Exercise goal:
Where the records below show the word "curtain" in a line, please copy that line.

Information given:
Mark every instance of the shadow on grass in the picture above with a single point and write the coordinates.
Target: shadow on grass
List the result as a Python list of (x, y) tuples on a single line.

---

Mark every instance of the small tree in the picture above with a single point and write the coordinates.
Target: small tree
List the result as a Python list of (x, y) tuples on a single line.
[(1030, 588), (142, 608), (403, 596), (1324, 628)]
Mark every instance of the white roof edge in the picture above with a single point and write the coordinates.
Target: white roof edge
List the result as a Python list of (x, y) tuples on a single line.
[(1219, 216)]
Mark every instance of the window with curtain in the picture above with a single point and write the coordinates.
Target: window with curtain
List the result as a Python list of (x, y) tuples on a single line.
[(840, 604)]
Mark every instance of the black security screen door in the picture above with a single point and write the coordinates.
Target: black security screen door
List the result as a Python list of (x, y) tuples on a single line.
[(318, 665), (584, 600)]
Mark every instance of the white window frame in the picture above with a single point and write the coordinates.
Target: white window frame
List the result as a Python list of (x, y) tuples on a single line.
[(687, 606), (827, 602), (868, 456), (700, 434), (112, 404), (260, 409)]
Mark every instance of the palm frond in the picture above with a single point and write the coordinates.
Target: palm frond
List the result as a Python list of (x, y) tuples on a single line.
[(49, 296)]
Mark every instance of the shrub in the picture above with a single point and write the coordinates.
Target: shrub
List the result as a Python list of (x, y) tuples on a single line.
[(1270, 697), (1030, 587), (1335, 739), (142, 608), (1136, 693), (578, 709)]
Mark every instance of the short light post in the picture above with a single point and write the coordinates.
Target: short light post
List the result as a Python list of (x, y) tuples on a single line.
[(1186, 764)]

Solution to this problem:
Mark every instance of the window with curtain in the picture above with a single point and write the coordinates.
Target: window with curtain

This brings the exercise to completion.